The records that follow are to be repeated without alteration.

§ **DATASET ROWS**:
_ _ _
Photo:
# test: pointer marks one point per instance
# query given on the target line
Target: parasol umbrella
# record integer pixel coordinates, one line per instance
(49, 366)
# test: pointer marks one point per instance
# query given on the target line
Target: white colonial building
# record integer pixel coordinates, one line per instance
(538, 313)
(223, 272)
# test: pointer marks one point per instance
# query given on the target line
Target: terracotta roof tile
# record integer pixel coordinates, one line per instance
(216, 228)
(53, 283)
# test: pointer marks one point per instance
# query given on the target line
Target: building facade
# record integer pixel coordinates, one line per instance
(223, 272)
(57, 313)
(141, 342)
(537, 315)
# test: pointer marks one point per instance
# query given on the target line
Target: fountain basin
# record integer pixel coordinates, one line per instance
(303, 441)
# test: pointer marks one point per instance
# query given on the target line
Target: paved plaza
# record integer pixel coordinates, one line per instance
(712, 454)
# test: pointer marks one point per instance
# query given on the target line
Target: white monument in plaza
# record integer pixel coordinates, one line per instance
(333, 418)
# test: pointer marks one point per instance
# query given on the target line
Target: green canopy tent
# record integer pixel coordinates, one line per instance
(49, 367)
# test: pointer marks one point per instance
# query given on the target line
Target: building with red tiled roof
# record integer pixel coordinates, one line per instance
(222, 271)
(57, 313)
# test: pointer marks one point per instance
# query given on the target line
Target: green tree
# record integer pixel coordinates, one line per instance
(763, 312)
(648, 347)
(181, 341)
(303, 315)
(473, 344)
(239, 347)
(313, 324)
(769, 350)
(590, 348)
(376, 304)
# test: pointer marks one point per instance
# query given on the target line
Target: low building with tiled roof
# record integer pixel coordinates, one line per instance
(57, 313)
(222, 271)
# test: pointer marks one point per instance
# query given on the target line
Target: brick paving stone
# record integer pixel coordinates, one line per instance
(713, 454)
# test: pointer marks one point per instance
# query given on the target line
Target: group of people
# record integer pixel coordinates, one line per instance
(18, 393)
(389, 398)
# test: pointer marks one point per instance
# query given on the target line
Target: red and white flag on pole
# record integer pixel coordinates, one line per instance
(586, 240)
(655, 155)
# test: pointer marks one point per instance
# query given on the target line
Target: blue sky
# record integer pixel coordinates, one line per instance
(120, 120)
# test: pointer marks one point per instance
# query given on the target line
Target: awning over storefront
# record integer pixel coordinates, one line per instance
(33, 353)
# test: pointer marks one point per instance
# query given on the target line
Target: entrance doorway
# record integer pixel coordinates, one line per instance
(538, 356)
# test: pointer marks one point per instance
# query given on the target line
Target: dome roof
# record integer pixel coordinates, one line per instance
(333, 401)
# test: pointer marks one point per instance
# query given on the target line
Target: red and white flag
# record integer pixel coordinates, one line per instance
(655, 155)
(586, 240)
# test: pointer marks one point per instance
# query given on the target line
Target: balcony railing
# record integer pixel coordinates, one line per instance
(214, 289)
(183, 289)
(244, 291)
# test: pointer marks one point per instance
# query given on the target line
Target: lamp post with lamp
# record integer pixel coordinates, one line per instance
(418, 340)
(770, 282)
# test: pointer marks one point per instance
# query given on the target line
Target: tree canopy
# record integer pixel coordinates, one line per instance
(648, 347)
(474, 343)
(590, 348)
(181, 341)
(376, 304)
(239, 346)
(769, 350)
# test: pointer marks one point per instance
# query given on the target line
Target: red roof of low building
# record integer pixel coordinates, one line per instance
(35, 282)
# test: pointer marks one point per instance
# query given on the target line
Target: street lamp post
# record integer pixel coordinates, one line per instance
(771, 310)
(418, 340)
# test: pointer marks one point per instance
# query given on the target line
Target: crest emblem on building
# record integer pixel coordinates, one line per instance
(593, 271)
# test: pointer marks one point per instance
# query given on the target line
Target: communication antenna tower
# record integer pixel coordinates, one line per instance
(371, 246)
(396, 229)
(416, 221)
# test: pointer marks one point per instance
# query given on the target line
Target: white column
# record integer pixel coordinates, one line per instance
_ _ _
§ **FINAL RESULT**:
Photo:
# test: pointer marks one point per instance
# query given on the target line
Target: parasol umbrella
# record integer pixel coordinates, one line per instance
(49, 366)
# test: pointer marks one point per instance
# query given on the target line
Target: white colonial building
# record integer pixel coordinates, one line per instance
(538, 313)
(223, 272)
# test: pointer marks one point per instance
# query given on the target line
Target: terracotta roof tile
# record integer pixel coordinates, one line per instance
(216, 228)
(53, 283)
# test: pointer marks one point per instance
# query given on the target line
Target: building facade
# record integer pixel coordinates, one line per instance
(223, 272)
(57, 313)
(141, 342)
(537, 315)
# test: pointer marks one point per instance
# query given on the target line
Target: fountain basin
# record integer pixel coordinates, one line per instance
(303, 441)
# test: pointer marks one point per instance
# query given on the target line
Target: paved plaza
# record integer pixel coordinates, one line per instance
(712, 454)
# test: pointer marks one point per instance
# query given on the target line
Target: white monument in plaza
# record integer pixel coordinates, one line per instance
(333, 418)
# test: pointer marks one point per instance
# query given on the target line
Target: green canopy tent
# record integer pixel coordinates, one line per instance
(49, 367)
# test: pointer marks one point per instance
# query given on the target line
Target: building with red tiled roof
# record integer pixel coordinates, one line per instance
(222, 271)
(57, 313)
# test: pointer marks one point per instance
# query given on the target line
Target: green tree
# record integer pixel coordinates, one line per instance
(763, 312)
(648, 347)
(181, 341)
(303, 315)
(473, 344)
(239, 347)
(313, 324)
(769, 350)
(590, 348)
(376, 304)
# test: pointer marks one point per instance
# query given on the target line
Target: low building with tiled roof
# record integer pixel coordinates, one line per instance
(57, 313)
(222, 271)
# test: pointer marks one point per instance
# query given on the target line
Target: brick paving stone
# record integer pixel coordinates, one line per instance
(713, 454)
# test: pointer marks one point per instance
# query given on the target line
Target: group of people
# record integer pixel coordinates, one line per instance
(18, 393)
(389, 398)
# test: pointer marks one point per instance
# query given on the target line
Target: red and white flag on pole
# record integer pixel coordinates, one line per instance
(586, 240)
(655, 155)
# test: pointer marks one point per instance
# query given on the target line
Target: blue sky
# record integer pixel coordinates, one line per instance
(120, 120)
# test: pointer marks one point per instance
# query given on the target line
Target: awning over storefront
# record integer pixel coordinates, one line per instance
(33, 353)
# test: pointer marks one point per instance
# query given on the target line
Target: entrance doorway
# record integer pixel coordinates, one line per instance
(538, 356)
# test: pointer marks one point per instance
# query given on the target line
Target: dome roof
# record integer pixel coordinates, one line per instance
(333, 401)
# test: pointer marks one point per instance
# query given on the target line
Target: red and white flag
# record integer pixel coordinates, one line per instance
(655, 155)
(586, 240)
# test: pointer marks one point per instance
# query given on the target line
Target: balcony railing
# record integer pixel coordinates, one line per instance
(214, 289)
(183, 289)
(244, 291)
# test: pointer marks one point per instance
# query given on the target line
Target: lamp post with lamp
# record integer pixel coordinates, one line per instance
(418, 340)
(770, 282)
# test: pointer marks one point per instance
# query given on the target line
Target: tree canopy
# record integer pixel coordinates, one line per instance
(648, 347)
(474, 343)
(590, 348)
(181, 341)
(376, 304)
(239, 346)
(769, 350)
# test: pointer marks one point per instance
# query given on the target line
Target: red roof of low building
# record integer pixel coordinates, one line per instance
(35, 282)
# test: pointer marks one point per instance
# query given on the target line
Target: street lamp post
# record integer pixel coordinates, one line per instance
(771, 310)
(418, 340)
# test: pointer marks one point per instance
# query given on the target line
Target: crest emblem on building
# record integer pixel coordinates, one line per instance
(593, 271)
# test: pointer marks one point per instance
# query given on the target line
Target: communication antenna tower
# record integer pixel coordinates, one line per instance
(371, 246)
(396, 229)
(416, 221)
# test: pointer marks one point per instance
# query given on the target line
Target: white column
# record integer pixel coordinates, one line per instance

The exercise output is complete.